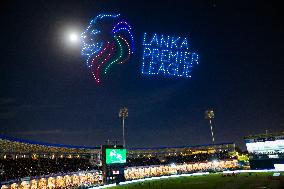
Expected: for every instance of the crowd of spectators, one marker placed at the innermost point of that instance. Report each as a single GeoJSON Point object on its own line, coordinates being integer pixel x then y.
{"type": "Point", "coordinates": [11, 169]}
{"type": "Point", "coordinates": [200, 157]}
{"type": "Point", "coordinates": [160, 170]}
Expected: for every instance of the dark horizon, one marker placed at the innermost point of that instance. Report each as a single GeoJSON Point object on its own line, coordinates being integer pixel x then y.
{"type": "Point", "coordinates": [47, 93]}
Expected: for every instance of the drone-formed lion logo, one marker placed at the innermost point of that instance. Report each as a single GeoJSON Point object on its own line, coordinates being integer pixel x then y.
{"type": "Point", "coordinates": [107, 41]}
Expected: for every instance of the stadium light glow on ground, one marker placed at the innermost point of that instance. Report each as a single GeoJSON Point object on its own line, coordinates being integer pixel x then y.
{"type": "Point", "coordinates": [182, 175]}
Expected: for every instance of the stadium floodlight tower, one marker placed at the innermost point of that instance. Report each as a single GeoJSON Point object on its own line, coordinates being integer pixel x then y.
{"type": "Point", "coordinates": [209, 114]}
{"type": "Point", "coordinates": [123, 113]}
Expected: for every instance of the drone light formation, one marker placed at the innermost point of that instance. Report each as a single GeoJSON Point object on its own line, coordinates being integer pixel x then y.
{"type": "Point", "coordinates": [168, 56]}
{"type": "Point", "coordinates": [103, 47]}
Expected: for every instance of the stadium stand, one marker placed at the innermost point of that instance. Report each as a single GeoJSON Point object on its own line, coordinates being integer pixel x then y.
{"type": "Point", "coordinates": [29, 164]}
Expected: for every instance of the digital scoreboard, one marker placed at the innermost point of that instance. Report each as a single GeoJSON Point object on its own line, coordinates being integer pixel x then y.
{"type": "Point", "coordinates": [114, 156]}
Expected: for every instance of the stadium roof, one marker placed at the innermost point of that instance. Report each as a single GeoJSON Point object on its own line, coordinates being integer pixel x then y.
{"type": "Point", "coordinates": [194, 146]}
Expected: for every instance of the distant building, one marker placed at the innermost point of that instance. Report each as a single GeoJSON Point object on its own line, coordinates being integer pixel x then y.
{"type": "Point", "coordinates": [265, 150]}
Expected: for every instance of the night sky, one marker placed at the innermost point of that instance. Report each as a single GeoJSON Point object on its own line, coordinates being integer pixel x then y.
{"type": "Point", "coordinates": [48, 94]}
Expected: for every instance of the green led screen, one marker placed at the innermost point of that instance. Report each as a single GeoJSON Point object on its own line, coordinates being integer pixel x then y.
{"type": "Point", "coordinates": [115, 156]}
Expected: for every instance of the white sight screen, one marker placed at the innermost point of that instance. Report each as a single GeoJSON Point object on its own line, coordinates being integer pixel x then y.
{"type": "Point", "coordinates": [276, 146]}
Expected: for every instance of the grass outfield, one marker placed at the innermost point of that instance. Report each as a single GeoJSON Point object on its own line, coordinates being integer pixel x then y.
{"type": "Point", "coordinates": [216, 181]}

------------------------

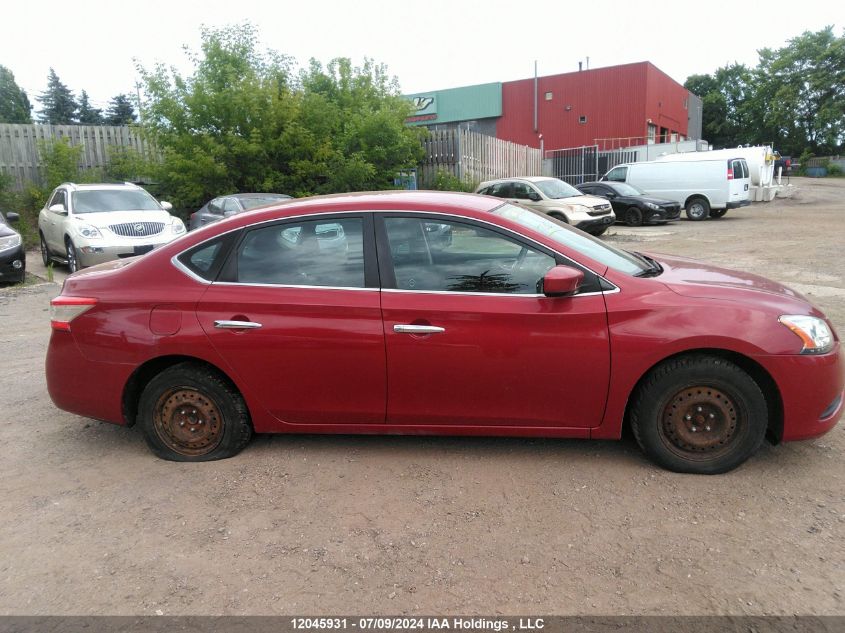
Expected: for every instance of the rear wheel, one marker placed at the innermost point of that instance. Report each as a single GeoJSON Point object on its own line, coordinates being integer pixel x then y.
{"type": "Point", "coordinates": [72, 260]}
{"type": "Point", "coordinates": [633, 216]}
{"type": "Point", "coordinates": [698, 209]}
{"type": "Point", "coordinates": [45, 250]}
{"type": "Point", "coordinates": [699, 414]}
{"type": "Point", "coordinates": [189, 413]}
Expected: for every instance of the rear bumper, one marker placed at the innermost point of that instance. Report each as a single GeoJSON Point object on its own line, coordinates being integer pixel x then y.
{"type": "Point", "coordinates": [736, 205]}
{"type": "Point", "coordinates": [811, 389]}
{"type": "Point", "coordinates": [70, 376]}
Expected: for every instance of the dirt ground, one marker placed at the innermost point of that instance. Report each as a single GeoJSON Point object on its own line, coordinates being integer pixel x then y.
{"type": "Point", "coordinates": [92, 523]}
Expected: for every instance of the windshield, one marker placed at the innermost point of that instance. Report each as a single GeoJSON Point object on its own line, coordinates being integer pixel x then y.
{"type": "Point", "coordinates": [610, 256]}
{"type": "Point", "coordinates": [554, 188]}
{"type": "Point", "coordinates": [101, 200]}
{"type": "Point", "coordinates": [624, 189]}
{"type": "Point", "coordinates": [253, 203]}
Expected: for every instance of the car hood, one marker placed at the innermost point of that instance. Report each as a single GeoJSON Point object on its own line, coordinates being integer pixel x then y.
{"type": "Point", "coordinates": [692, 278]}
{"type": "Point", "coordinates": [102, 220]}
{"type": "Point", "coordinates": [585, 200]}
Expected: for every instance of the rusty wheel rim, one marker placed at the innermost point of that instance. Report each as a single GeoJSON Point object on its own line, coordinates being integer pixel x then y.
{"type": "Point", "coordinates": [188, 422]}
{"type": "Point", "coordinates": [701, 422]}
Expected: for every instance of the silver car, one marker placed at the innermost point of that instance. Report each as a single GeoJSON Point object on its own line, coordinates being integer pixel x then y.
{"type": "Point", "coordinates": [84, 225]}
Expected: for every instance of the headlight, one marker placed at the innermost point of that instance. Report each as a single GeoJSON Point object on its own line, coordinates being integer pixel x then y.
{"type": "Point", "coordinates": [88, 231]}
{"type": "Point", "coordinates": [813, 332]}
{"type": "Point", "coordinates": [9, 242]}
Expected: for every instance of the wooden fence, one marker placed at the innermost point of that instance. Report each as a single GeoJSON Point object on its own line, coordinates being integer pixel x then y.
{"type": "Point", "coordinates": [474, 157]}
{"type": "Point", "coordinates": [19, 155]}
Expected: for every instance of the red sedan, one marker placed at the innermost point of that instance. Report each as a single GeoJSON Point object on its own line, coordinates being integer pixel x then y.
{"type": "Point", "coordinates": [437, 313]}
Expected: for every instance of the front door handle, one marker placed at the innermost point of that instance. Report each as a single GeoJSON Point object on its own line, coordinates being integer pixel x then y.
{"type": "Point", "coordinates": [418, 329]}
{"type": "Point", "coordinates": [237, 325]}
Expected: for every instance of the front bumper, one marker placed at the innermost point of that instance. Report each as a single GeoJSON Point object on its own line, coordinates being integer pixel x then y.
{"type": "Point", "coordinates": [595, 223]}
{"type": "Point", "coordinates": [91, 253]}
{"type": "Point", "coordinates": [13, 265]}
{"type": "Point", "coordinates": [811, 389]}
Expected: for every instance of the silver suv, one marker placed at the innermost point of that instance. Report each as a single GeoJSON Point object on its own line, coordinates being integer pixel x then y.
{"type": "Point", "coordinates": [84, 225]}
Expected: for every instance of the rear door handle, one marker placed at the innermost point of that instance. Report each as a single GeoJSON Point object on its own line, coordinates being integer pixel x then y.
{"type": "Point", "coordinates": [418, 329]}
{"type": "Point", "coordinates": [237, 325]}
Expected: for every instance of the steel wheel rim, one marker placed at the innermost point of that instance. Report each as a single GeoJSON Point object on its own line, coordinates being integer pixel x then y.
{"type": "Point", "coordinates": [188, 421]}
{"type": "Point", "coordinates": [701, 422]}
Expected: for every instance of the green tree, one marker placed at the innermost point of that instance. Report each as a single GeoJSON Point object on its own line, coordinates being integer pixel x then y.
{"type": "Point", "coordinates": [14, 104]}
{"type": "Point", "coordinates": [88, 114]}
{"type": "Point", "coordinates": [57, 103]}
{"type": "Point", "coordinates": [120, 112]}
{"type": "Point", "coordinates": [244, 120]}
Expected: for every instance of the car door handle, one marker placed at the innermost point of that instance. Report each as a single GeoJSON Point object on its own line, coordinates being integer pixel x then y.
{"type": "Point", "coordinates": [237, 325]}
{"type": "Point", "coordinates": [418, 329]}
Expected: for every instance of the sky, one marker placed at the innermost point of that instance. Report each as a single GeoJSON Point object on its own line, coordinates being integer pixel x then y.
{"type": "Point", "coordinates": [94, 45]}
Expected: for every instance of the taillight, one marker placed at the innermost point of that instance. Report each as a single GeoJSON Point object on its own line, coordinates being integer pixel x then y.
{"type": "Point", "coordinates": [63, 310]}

------------------------

TASK DETAILS: Identify each line of the material above that contains the string "drone", and copy every such line. Case counts.

EXERCISE RESPONSE:
Expected: for every instance of the drone-formed lion logo, one marker placed at the innermost point of that instance. Report each as a single GeoJSON Point object on its own line, coordinates being integer pixel x then y.
Expected: for every instance of the drone light formation, one marker placed at the innermost point of that instance. Report each as a single GeoJSON Point object on its own line, coordinates being integer pixel x then y.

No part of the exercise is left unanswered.